* [Short problem]
How many lines in the rows below contain the string "coords"? Reply with the number alone.

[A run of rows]
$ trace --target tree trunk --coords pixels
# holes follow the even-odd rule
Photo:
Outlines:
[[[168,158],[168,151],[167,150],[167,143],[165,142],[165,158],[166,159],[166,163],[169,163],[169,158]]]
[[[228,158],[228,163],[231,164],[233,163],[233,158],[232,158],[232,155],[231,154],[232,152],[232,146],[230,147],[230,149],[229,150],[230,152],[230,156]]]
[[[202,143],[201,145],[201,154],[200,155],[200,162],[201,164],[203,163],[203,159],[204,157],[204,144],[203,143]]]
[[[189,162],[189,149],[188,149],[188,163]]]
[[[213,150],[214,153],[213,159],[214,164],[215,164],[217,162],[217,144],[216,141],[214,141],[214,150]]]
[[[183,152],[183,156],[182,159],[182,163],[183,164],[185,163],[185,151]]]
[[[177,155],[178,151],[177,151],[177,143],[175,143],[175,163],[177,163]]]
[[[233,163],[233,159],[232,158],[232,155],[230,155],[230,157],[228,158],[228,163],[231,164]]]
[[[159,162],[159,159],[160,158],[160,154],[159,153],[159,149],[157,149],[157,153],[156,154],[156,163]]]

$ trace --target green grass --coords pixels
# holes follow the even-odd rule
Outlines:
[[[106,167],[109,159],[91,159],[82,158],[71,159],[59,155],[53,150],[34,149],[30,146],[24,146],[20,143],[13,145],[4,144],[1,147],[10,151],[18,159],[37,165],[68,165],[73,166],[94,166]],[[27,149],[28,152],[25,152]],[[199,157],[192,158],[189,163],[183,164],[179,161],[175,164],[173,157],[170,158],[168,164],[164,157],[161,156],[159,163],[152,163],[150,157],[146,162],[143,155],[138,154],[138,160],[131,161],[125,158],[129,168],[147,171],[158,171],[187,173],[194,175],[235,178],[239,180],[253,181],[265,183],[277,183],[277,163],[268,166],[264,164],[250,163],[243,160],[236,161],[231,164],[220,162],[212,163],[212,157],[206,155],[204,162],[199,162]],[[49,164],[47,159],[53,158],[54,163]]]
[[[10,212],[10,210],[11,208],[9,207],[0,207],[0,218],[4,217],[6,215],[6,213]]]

* [Result for this task]
2